**What this task involves**
The required output is the line that contains "Would you be able to pin the parked" through the last line of the data, retyped verbatim and with nothing added.
======== Available data
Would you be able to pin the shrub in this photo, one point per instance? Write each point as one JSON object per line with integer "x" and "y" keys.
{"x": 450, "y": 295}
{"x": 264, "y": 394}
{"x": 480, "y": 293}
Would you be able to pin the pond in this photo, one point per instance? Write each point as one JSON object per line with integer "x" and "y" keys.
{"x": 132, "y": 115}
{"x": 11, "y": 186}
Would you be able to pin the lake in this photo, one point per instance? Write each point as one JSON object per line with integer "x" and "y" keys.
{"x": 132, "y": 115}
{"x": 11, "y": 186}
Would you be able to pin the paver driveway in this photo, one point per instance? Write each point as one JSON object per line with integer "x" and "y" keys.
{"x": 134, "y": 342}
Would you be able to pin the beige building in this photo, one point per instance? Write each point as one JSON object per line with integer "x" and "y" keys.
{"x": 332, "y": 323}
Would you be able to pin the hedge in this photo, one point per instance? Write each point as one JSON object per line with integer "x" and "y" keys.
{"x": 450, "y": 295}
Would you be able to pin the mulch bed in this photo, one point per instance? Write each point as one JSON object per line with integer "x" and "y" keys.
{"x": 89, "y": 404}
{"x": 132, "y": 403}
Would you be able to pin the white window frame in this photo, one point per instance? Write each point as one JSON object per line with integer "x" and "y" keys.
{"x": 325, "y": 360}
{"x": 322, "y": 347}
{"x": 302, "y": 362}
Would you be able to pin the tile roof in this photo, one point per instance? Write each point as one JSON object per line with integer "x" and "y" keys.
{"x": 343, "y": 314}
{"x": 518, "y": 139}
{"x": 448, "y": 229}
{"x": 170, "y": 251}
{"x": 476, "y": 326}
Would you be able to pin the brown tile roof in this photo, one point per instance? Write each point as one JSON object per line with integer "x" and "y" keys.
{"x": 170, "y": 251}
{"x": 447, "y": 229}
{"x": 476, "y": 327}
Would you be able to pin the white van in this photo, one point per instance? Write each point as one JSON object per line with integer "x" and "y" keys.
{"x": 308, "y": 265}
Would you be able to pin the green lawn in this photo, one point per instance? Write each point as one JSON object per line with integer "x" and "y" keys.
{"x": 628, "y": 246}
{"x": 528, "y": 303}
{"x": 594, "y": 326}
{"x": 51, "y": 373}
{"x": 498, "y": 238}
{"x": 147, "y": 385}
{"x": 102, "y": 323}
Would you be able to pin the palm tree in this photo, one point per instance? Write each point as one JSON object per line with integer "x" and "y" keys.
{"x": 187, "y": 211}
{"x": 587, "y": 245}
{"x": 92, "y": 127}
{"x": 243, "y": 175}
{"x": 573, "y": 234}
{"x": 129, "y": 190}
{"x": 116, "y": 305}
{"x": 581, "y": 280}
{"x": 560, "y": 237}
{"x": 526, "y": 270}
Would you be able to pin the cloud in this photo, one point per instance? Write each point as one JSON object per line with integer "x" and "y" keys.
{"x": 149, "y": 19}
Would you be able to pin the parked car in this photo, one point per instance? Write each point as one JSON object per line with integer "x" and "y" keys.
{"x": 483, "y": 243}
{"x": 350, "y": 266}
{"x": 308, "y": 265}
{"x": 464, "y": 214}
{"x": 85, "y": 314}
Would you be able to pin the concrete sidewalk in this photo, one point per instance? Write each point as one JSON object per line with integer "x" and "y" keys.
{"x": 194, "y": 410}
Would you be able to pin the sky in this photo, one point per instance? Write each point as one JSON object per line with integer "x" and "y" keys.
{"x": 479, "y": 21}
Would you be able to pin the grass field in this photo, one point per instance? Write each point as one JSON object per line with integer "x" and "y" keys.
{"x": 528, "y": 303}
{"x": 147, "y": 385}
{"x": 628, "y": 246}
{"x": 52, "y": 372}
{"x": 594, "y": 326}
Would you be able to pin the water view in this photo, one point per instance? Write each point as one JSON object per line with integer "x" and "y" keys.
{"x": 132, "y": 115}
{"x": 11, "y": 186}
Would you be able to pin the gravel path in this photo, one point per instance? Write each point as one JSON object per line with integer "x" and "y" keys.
================
**Response**
Would you be able to pin the parked car in this photo, one point per instance? Write each point as one JSON object per line with integer "x" and "y" keys.
{"x": 483, "y": 243}
{"x": 350, "y": 266}
{"x": 308, "y": 265}
{"x": 464, "y": 214}
{"x": 85, "y": 314}
Would you be able to pin the concrete sidewalk in this photo, one point per instance? Write each point as one JSON object per line with integer "x" and "y" keys.
{"x": 194, "y": 410}
Would you be able to pin the sky in this photo, one point per instance? Write each point as one JSON object per line with integer "x" and "y" keys.
{"x": 479, "y": 21}
Would you be able to pin the grass field in this photo, one point per instance? Write each point as one JSON object per line with integer "x" and "y" keys.
{"x": 528, "y": 303}
{"x": 147, "y": 385}
{"x": 628, "y": 246}
{"x": 52, "y": 372}
{"x": 594, "y": 326}
Would you be able to pin the water view in this photo, one point per instance? Write each point as one JSON object per line with integer "x" and "y" keys.
{"x": 132, "y": 115}
{"x": 11, "y": 186}
Would you be able to pin the gravel path in this photo, one point per instance? Write each point as one JSON object per line with integer "x" and "y" keys.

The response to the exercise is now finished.